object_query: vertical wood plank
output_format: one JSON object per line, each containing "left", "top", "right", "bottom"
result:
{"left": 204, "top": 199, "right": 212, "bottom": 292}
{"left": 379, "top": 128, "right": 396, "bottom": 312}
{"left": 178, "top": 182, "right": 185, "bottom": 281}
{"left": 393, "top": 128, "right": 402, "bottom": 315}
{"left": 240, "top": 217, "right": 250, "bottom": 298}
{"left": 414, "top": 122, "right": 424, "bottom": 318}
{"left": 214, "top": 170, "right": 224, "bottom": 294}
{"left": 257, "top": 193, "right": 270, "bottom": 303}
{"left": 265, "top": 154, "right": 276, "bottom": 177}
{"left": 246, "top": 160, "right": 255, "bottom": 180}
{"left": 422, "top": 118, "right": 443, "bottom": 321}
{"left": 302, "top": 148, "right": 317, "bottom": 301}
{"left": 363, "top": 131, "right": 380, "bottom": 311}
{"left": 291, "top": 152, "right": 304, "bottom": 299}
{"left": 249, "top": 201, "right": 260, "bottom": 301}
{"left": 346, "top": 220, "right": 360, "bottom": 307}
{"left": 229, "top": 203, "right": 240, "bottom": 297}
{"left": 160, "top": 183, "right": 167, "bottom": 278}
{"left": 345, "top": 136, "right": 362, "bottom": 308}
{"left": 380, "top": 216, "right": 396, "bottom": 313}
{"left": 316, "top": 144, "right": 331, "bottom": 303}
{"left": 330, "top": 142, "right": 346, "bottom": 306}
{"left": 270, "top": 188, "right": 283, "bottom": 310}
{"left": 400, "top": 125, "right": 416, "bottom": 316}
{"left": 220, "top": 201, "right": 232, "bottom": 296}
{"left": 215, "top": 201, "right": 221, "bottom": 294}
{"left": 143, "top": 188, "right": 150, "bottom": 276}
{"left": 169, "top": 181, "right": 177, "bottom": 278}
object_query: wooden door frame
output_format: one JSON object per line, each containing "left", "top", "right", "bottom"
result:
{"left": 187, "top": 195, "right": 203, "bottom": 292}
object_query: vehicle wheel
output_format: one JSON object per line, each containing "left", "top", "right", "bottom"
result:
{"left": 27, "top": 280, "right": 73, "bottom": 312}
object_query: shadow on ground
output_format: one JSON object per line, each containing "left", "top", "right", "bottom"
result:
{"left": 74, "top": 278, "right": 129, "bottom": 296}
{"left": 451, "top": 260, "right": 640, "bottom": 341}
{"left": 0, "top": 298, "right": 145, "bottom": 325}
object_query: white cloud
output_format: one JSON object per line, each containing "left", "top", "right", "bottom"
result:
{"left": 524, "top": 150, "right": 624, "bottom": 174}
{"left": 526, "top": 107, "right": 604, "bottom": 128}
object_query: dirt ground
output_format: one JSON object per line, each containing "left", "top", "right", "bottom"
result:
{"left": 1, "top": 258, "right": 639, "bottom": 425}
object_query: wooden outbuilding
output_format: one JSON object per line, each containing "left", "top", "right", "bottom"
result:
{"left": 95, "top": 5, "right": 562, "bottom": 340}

• • •

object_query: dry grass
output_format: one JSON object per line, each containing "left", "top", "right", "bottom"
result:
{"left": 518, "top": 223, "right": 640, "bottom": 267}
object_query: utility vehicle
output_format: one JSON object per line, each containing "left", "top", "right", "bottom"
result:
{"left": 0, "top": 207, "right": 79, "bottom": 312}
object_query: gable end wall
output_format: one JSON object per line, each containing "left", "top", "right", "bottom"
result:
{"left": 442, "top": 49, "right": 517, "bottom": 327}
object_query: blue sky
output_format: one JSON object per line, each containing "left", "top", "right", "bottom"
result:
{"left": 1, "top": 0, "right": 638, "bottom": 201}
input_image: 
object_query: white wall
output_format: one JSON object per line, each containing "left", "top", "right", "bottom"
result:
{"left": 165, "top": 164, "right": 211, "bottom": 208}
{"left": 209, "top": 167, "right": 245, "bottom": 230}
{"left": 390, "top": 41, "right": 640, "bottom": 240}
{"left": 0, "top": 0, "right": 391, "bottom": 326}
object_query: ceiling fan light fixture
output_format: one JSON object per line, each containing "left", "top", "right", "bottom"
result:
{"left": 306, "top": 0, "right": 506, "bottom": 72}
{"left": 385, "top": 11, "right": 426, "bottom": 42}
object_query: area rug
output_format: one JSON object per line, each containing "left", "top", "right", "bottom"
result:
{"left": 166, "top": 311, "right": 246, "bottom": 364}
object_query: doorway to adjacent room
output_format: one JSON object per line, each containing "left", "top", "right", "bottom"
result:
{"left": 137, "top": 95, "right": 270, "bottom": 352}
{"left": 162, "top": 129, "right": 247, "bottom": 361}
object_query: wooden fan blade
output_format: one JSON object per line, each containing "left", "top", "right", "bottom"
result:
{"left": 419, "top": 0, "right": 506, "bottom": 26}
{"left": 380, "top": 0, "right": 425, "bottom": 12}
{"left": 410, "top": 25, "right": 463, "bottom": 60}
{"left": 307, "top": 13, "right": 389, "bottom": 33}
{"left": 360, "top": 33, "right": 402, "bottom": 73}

• • •

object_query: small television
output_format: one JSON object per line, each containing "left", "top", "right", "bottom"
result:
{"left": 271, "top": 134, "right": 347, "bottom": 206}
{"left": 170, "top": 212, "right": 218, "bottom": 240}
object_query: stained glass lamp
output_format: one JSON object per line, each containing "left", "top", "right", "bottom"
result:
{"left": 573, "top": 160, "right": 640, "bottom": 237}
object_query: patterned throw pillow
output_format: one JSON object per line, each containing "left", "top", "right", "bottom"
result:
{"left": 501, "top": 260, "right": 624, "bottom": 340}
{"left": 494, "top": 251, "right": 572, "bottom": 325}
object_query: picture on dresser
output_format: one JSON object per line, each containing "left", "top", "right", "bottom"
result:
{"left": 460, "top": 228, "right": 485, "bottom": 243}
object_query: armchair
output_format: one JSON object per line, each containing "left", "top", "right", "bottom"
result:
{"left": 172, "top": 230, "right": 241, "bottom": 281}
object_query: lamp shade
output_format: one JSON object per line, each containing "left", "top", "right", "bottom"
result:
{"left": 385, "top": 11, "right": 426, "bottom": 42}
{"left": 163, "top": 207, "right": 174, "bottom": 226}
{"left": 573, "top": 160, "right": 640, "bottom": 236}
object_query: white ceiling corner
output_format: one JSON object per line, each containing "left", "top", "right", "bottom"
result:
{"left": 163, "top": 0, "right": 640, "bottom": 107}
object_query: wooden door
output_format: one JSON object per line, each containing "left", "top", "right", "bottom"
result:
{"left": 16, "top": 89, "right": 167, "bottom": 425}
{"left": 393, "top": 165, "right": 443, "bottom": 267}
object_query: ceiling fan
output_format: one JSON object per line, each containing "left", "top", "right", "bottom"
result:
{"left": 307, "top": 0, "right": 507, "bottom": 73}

• • •

Task statement: Report only how many lines in the entries above contain the string "ground".

Output for this task: 2